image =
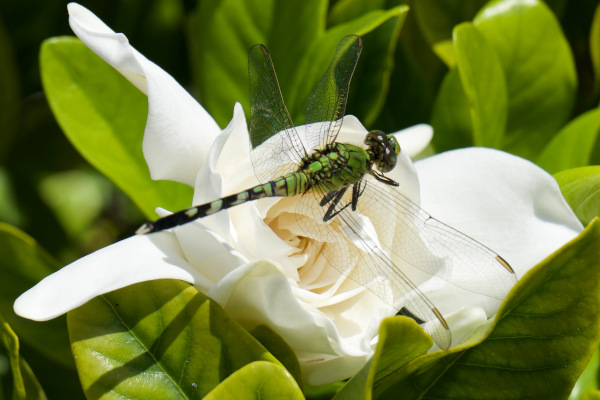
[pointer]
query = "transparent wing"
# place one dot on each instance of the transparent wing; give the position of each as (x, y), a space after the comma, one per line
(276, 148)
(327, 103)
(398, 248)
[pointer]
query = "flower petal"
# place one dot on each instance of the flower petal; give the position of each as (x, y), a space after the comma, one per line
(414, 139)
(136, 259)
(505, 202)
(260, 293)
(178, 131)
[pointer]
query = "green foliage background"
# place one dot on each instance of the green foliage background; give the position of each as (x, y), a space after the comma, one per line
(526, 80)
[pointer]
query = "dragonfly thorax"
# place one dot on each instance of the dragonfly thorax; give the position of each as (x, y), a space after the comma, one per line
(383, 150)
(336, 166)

- - - - - - -

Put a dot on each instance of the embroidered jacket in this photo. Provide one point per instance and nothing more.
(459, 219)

- - - - - - -

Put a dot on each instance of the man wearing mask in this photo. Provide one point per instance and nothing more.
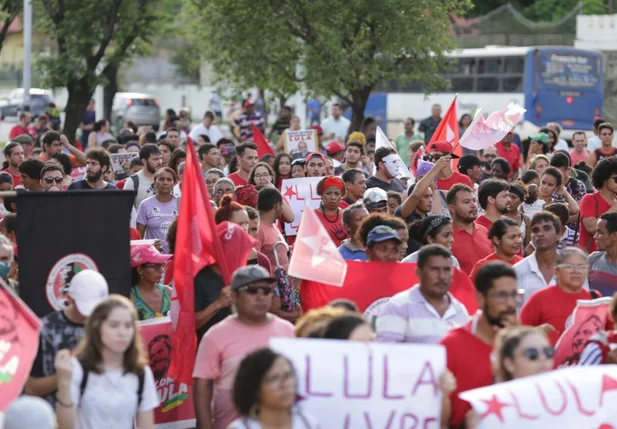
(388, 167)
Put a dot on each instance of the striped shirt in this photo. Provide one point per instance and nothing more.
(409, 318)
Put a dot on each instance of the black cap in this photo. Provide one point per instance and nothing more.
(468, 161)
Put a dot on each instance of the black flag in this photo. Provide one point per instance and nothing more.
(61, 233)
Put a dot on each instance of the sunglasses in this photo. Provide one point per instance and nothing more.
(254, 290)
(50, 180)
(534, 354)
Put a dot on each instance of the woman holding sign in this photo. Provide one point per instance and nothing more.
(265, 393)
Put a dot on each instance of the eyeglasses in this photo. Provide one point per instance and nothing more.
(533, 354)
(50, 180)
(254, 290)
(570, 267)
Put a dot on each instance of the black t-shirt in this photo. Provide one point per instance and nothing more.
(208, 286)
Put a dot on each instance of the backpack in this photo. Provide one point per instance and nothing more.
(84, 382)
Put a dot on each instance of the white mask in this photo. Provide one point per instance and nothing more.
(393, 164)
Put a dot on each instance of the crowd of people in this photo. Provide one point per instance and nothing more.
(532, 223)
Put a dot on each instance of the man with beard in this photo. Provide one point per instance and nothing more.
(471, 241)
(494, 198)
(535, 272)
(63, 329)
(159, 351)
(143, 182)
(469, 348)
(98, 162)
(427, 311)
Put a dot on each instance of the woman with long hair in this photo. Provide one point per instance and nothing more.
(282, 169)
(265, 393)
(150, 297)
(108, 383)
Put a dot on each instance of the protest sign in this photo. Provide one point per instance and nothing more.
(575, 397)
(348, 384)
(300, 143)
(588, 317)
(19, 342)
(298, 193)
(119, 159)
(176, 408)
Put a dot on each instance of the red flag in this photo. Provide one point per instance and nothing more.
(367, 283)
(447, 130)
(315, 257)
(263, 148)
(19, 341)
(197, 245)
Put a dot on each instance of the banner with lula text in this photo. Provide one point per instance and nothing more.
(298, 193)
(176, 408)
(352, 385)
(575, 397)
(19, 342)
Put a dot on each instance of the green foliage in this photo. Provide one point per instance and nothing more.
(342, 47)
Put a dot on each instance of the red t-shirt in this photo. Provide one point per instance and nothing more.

- - - - - - -

### To do
Edit the material starting at the line that contains "Put a dot on each instance of the banner" and ending at the line that contains "Put a dot on each instance of the red t-shirt", changing every "in this photo" to "in this image" and leaving all else as it stands. Return only those lines.

### The solution
Put a dot on each instance of the banner with lula text in this image. Provide one point per instance and nothing more.
(298, 193)
(176, 408)
(352, 385)
(575, 397)
(19, 342)
Put a dot on each instance of the green foliage in this image. Provide one point per instance and nothing more.
(342, 47)
Put a dot on each instance of the red t-shirt in this image. Provide one point per instance and nothing more.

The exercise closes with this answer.